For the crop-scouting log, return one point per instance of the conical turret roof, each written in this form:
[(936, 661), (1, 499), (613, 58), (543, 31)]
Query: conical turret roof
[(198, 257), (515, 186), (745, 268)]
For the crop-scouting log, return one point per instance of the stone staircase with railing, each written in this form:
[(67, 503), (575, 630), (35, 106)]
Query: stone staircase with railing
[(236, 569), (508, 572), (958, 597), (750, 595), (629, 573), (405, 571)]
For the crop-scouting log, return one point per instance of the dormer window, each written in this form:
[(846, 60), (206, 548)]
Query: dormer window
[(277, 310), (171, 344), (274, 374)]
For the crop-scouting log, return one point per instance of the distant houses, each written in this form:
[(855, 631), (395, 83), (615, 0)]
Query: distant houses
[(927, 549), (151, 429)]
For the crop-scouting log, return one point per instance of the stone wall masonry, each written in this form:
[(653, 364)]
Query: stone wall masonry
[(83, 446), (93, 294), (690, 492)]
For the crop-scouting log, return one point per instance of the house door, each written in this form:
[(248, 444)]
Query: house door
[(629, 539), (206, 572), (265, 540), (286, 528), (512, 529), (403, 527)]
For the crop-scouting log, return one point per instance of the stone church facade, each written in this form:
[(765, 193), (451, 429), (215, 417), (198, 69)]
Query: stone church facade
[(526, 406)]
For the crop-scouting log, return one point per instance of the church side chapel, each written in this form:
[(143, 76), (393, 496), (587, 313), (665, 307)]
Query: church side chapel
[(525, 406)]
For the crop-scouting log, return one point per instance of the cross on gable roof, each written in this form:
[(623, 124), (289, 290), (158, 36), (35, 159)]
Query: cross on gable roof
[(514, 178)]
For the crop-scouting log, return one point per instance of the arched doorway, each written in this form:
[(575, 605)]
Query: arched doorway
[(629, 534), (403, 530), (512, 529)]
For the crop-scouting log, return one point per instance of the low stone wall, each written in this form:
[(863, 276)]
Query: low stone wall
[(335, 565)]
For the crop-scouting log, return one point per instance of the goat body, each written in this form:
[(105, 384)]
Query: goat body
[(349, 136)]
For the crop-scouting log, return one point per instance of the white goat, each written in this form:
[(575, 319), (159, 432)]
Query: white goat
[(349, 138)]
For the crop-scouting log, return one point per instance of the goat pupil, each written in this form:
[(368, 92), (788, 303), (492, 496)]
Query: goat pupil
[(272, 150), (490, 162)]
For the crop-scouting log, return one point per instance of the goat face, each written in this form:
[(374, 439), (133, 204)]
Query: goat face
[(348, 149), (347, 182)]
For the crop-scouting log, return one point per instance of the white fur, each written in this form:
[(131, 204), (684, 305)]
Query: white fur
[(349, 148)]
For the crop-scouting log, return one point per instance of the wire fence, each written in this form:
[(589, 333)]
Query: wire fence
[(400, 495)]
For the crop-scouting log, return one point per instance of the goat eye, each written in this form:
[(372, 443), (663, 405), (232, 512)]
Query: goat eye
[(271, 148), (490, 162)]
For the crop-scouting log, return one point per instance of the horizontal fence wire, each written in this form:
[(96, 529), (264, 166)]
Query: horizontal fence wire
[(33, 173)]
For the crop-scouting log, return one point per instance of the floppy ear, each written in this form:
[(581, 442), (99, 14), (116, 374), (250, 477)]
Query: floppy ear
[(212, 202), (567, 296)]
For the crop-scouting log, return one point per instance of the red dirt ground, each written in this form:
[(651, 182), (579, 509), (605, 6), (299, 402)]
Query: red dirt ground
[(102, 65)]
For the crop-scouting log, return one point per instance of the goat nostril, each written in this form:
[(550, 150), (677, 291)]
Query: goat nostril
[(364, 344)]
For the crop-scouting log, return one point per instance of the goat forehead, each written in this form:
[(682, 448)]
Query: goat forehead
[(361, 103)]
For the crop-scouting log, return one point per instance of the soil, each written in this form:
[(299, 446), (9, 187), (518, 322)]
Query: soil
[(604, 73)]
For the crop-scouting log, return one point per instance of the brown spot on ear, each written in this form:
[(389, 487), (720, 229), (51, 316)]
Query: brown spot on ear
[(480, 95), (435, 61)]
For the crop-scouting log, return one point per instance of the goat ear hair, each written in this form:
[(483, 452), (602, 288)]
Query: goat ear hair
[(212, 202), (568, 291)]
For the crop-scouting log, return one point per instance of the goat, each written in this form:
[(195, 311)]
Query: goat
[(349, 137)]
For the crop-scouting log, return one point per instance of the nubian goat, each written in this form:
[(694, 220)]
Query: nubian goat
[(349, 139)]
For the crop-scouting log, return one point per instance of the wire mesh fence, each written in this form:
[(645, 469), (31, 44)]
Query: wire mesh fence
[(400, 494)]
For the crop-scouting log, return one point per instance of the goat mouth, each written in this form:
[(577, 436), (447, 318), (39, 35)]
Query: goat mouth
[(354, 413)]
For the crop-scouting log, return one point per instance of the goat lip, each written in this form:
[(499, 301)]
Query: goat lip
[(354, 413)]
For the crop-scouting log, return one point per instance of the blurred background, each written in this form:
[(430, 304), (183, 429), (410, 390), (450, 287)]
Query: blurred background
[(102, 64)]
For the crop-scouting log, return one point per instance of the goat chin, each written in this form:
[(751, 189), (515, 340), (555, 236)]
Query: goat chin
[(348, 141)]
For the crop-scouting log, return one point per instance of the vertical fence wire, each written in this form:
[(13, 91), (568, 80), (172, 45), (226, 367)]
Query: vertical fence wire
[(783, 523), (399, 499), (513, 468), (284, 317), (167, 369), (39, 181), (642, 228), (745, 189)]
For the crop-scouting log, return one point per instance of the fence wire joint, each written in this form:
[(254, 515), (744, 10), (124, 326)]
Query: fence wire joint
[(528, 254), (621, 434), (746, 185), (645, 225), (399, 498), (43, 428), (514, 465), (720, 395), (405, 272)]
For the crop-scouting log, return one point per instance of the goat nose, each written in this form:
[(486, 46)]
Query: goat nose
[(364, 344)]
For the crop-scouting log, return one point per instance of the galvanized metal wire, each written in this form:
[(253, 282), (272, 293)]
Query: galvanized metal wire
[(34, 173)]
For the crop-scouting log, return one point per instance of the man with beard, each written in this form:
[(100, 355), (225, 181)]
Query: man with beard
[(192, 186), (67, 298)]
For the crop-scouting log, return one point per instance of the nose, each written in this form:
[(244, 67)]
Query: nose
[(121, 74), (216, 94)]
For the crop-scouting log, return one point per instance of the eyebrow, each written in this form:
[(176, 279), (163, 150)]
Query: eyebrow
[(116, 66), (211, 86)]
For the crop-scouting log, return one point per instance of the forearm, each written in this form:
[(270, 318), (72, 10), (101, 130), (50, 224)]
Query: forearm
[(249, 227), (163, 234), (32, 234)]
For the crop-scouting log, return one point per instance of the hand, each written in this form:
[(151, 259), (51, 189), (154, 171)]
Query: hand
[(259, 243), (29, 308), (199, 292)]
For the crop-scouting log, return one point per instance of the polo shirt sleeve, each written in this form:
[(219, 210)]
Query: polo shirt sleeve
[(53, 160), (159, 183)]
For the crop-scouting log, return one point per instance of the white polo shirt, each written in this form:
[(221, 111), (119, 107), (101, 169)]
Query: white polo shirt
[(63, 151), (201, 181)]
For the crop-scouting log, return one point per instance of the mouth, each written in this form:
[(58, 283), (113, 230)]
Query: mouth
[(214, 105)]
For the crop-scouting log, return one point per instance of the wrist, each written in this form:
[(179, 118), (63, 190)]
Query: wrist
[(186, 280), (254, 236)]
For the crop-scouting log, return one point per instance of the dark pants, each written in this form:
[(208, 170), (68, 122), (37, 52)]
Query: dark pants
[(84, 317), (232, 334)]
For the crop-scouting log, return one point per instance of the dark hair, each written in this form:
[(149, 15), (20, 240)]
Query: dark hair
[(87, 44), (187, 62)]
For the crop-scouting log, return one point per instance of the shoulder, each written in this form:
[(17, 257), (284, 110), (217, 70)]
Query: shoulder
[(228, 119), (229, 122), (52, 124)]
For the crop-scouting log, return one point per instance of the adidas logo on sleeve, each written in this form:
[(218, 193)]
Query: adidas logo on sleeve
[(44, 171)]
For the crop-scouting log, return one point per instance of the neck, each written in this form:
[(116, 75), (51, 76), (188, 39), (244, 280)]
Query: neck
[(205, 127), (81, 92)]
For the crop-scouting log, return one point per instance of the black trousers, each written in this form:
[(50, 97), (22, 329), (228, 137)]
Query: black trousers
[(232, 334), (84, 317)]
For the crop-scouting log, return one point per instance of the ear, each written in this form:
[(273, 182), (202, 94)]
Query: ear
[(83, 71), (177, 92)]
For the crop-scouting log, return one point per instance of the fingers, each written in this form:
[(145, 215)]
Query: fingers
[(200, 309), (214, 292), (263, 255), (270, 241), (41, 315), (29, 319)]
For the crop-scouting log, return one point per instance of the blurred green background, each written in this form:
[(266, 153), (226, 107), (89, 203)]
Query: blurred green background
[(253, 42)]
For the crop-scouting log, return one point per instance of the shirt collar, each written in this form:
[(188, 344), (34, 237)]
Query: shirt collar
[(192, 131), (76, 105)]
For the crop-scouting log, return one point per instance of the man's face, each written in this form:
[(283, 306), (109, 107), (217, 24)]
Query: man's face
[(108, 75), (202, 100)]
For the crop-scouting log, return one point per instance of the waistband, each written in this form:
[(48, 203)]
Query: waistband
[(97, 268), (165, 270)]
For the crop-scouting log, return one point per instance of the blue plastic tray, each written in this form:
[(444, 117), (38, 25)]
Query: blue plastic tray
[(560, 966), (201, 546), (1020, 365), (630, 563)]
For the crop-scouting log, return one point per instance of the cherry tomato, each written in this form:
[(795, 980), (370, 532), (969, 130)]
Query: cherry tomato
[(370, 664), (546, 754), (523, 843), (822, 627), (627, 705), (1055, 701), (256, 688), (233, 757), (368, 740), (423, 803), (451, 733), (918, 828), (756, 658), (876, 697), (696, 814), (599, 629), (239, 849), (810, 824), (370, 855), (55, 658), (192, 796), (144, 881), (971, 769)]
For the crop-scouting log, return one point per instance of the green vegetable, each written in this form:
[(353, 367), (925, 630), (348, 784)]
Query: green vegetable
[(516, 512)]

> [Exercise task]: Rewrite the records from the line containing "the blurred green" through the end of the records, changing "cherry tomato" to "grape tomato" and leaving everything else in those lines the same.

> [Exercise response]:
For the crop-scouting log, return one point per instance of the blurred green background, each written in this form:
[(266, 153), (226, 107), (89, 203)]
Query: blurred green background
[(253, 42)]
For the crop-scouting log, return one point per instance of the shirt collar, each written in this form:
[(188, 344), (34, 237)]
Query: shirt collar
[(192, 131), (76, 105)]
For the crop-scouting log, return one point per instance of the man's face, each written in this form:
[(283, 306), (109, 107), (217, 24)]
Query: man's face
[(108, 75), (202, 100)]
For the crop-scouting log, return one point per instance of the waistband, each written in this form:
[(48, 203)]
Query: waistband
[(97, 268), (165, 270)]
For the crop-scouting log, return one point per instance of the blue plastic tray, each written in this form:
[(444, 117), (38, 25)]
Query: blue plastic tray
[(560, 966), (201, 546), (1020, 365), (630, 563)]
For the crop-scouting log, return one point per instance of the grape tomato, each written in this form:
[(795, 980), (370, 532), (969, 130)]
Query: grape tomato
[(370, 664), (546, 754), (523, 843), (822, 627), (627, 705), (1055, 701), (256, 688), (233, 757), (368, 740), (423, 803), (451, 733), (918, 828), (756, 658), (876, 697), (696, 814), (599, 629), (239, 849), (810, 824), (370, 855), (55, 658), (192, 796), (144, 881), (971, 769)]
For the crop-scouting log, return one point per instance of the green vegetable, each written in this form:
[(353, 367), (925, 630), (348, 784)]
Query: green vegetable
[(516, 512)]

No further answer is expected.